→ **Required work**
Retype everything in the listing, leaving each line exactly as it is.

→ **Given data**

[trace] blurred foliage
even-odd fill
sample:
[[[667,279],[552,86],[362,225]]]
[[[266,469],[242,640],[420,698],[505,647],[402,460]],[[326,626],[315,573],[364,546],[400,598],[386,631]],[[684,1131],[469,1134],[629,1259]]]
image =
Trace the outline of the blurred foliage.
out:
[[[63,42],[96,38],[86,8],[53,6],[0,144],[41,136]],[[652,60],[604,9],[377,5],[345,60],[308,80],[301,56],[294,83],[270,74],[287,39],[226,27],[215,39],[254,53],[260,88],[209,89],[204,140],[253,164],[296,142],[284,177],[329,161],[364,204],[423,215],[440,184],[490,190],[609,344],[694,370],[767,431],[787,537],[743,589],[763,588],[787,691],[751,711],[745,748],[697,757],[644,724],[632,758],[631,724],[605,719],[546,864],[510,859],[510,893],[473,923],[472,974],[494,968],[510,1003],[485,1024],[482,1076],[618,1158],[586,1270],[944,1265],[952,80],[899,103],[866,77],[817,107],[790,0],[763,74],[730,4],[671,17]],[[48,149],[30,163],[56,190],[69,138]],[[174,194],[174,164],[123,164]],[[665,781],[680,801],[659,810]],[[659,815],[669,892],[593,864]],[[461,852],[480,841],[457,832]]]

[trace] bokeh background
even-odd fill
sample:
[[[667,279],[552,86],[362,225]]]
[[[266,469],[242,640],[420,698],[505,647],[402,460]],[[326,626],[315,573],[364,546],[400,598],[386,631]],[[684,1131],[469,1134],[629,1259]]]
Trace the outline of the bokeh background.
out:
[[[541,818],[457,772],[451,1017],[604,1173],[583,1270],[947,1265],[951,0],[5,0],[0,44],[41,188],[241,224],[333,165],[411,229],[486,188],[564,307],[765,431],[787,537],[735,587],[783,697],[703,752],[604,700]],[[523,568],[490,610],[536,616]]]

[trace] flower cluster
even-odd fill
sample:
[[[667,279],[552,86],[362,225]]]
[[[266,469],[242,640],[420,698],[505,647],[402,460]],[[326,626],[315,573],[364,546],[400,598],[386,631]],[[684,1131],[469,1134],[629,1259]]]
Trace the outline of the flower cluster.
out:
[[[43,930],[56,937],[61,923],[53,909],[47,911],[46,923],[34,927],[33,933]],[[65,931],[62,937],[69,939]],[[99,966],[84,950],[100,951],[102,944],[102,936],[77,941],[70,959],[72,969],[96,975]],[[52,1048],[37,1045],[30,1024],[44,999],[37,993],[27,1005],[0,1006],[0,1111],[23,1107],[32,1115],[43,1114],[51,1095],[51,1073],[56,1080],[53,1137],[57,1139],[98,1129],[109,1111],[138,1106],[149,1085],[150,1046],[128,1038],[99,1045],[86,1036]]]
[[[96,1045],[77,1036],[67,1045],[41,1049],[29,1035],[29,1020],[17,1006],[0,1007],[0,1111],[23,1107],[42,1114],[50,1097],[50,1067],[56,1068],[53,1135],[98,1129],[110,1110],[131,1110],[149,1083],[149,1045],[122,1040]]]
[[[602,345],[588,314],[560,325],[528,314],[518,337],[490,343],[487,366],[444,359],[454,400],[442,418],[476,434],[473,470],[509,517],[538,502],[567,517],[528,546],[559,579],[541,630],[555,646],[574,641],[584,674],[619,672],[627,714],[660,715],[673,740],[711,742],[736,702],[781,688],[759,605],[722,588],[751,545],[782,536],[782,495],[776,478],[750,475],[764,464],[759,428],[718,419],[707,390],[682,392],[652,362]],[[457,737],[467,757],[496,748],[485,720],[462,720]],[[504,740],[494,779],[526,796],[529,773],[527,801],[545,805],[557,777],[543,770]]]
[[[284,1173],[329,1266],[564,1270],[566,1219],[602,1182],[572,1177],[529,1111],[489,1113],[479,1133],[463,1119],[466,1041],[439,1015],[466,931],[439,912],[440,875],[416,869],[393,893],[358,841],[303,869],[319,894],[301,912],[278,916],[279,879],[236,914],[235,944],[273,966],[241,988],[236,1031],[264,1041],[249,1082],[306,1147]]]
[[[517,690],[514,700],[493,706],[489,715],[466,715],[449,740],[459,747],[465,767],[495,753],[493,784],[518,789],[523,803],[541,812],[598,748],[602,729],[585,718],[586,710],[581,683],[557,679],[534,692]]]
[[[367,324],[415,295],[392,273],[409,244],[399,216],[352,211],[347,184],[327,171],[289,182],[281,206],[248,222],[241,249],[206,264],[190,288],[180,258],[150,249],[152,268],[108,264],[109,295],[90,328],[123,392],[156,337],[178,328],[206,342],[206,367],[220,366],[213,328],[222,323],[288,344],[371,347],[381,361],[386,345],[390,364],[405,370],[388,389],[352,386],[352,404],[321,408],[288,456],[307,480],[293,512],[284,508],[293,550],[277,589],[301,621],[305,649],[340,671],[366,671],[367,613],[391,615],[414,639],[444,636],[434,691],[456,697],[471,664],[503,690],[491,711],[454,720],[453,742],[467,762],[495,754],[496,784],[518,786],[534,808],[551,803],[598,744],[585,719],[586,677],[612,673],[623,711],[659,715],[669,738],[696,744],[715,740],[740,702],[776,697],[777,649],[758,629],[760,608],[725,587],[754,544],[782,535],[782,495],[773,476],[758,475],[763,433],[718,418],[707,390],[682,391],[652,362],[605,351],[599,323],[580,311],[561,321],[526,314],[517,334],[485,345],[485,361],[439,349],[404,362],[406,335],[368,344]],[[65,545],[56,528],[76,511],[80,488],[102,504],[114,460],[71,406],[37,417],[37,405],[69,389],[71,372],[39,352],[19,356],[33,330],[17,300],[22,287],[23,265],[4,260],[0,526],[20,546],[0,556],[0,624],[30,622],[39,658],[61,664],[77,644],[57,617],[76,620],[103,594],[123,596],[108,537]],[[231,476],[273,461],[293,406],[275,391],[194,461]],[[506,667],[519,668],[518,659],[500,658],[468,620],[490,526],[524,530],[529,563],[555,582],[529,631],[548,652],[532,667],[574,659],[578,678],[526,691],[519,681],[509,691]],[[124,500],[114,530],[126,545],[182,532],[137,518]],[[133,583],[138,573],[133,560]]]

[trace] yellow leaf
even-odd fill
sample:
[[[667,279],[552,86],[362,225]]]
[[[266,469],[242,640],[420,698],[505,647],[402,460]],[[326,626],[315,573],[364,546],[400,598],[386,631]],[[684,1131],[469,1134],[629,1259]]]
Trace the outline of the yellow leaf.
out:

→ **Solution for this task**
[trace] blurred foliage
even-odd fill
sample:
[[[667,279],[552,86],[362,225]]]
[[[266,469],[242,640],[420,698],[505,647],[402,460]],[[326,626],[315,573],[364,546],[400,598],[386,631]],[[684,1131],[469,1134],[629,1259]]]
image =
Trace the outline of the blurred foliage.
out:
[[[63,42],[96,38],[86,8],[53,6],[0,144],[41,136]],[[652,60],[604,9],[377,5],[345,60],[308,80],[301,56],[294,83],[270,74],[287,39],[226,27],[215,39],[254,53],[260,88],[209,89],[204,140],[253,164],[296,142],[284,177],[329,161],[364,204],[423,215],[440,184],[490,190],[609,344],[694,370],[767,431],[787,537],[743,589],[763,588],[787,691],[751,711],[745,748],[697,757],[644,724],[632,758],[631,724],[605,719],[546,864],[510,859],[510,893],[473,923],[472,974],[494,968],[510,1003],[485,1024],[482,1076],[618,1158],[586,1270],[944,1265],[952,80],[899,103],[866,77],[817,107],[790,0],[763,74],[730,4],[671,17]],[[48,149],[30,163],[56,190],[69,138]],[[174,194],[174,164],[123,164]],[[665,781],[680,801],[659,810]],[[659,815],[669,892],[593,864]],[[461,852],[480,841],[457,832]]]

[trace] bokeh background
even-odd fill
sample:
[[[667,279],[552,86],[362,225]]]
[[[266,469],[242,640],[420,698],[505,647],[402,460]],[[326,626],[315,573],[364,546],[400,598],[386,631]],[[684,1131],[469,1134],[629,1259]]]
Trace the outline of the bokeh background.
out:
[[[541,818],[457,772],[451,1017],[604,1173],[583,1270],[947,1265],[951,0],[5,0],[0,44],[41,188],[241,224],[333,165],[411,229],[486,188],[564,307],[765,431],[787,537],[735,587],[783,697],[703,752],[604,700]],[[523,568],[490,610],[536,616]]]

[trace] flower cluster
even-odd fill
sample:
[[[667,279],[552,86],[362,225]]]
[[[266,469],[242,640],[420,698],[505,647],[402,460]],[[326,626],[315,573],[364,546],[400,598],[386,631]],[[684,1131],[469,1134],[629,1259]]]
Trace the outline of the flower cluster.
out:
[[[43,930],[56,937],[61,923],[53,909],[47,911],[46,923],[34,927],[33,933]],[[65,931],[62,937],[69,939]],[[99,966],[84,950],[100,951],[102,944],[102,936],[77,941],[70,959],[72,969],[96,975]],[[52,1048],[37,1045],[30,1024],[44,999],[37,993],[27,1005],[0,1006],[0,1111],[23,1107],[32,1115],[43,1114],[51,1095],[51,1073],[56,1080],[53,1137],[57,1139],[98,1129],[109,1111],[138,1106],[149,1085],[150,1046],[128,1038],[99,1045],[86,1036]]]
[[[96,1045],[77,1036],[67,1045],[41,1049],[29,1035],[29,1020],[17,1006],[0,1007],[0,1111],[23,1107],[42,1114],[50,1097],[50,1067],[56,1068],[53,1135],[98,1129],[110,1110],[131,1110],[149,1083],[149,1045],[122,1040]]]
[[[602,345],[588,314],[560,325],[528,314],[518,337],[490,343],[487,366],[444,359],[454,400],[442,418],[476,434],[473,470],[509,517],[538,502],[567,517],[528,546],[559,579],[541,630],[555,646],[574,641],[584,674],[619,672],[627,714],[660,715],[673,740],[711,742],[736,702],[781,688],[759,605],[722,588],[751,545],[782,536],[782,495],[776,478],[750,475],[764,464],[759,428],[718,419],[707,390],[682,392],[652,362]],[[457,737],[467,757],[496,748],[485,720],[462,720]],[[504,740],[494,779],[526,796],[529,773],[527,801],[545,805],[557,777],[543,770]]]
[[[284,1173],[329,1266],[564,1270],[566,1219],[602,1182],[572,1177],[529,1111],[489,1113],[479,1133],[463,1119],[466,1041],[439,1015],[466,931],[439,912],[440,875],[416,869],[393,893],[358,841],[303,869],[319,894],[301,912],[278,916],[279,879],[236,914],[235,944],[273,966],[241,988],[236,1031],[264,1041],[249,1082],[306,1147]]]
[[[517,690],[514,700],[493,706],[489,715],[466,715],[449,740],[459,747],[465,767],[495,753],[493,784],[518,789],[523,803],[541,812],[598,748],[602,729],[585,718],[586,710],[581,683],[557,679],[534,692]]]
[[[367,324],[415,295],[392,273],[409,244],[399,216],[352,211],[347,184],[327,171],[289,182],[281,206],[248,222],[241,249],[206,264],[190,288],[180,258],[150,249],[152,268],[108,264],[109,295],[90,328],[123,392],[156,337],[178,328],[206,342],[206,367],[220,366],[213,328],[222,323],[288,344],[371,347],[381,361],[386,345],[390,364],[405,370],[388,389],[352,386],[352,404],[321,408],[288,456],[307,480],[293,512],[284,508],[293,550],[277,589],[301,621],[305,649],[340,671],[366,671],[367,613],[391,615],[414,639],[444,636],[434,691],[456,697],[471,664],[503,690],[491,711],[454,720],[453,742],[467,762],[495,754],[496,784],[518,786],[534,808],[551,803],[598,744],[585,719],[586,677],[612,673],[623,711],[659,715],[669,738],[696,744],[715,740],[740,702],[776,697],[777,649],[758,629],[760,608],[725,587],[754,544],[782,535],[782,495],[773,476],[758,475],[763,433],[718,418],[707,390],[682,391],[652,362],[605,351],[599,323],[580,311],[561,321],[526,314],[517,334],[485,345],[485,361],[439,349],[404,362],[406,335],[368,344]],[[65,545],[56,528],[76,511],[80,488],[102,504],[114,460],[71,406],[37,417],[37,405],[69,389],[71,372],[39,352],[19,356],[33,330],[17,300],[22,287],[23,265],[4,260],[0,526],[20,546],[0,556],[0,624],[30,622],[39,658],[61,664],[77,644],[57,617],[76,620],[103,594],[123,596],[108,537]],[[231,476],[273,461],[293,406],[275,391],[194,461]],[[506,667],[519,668],[518,659],[500,658],[468,620],[490,526],[524,530],[529,563],[555,582],[529,631],[548,652],[532,667],[574,659],[578,678],[526,691],[519,681],[509,691]],[[124,500],[114,530],[126,545],[182,532],[137,518]],[[133,583],[138,573],[133,560]]]

[trace] yellow leaf
even-odd fill
sample:
[[[667,279],[552,86],[362,225]]]
[[[266,469],[242,640],[420,698],[505,647],[402,460]],[[326,626],[315,573],[364,546],[400,598],[386,631]],[[684,1131],[469,1134],[629,1259]]]
Trace the outline of the yellow leaf.
out:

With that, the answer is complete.